• Requirement: Rename "palm tree" to "coconut palm" everywhere it appears in the data, leaving all else unchanged. Leave the pictures out of your copy.

[Point labeling data]
— Begin —

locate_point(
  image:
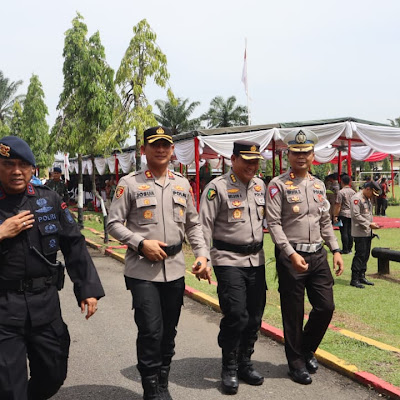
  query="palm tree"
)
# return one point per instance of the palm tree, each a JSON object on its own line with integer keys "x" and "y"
{"x": 225, "y": 113}
{"x": 7, "y": 97}
{"x": 176, "y": 115}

— End —

• Output for this task:
locate_point(
  image:
  query="coconut palm"
)
# return one point per instance of the coconut palm, each a JSON object on its own line with integer keys "x" and "y"
{"x": 225, "y": 113}
{"x": 7, "y": 97}
{"x": 176, "y": 115}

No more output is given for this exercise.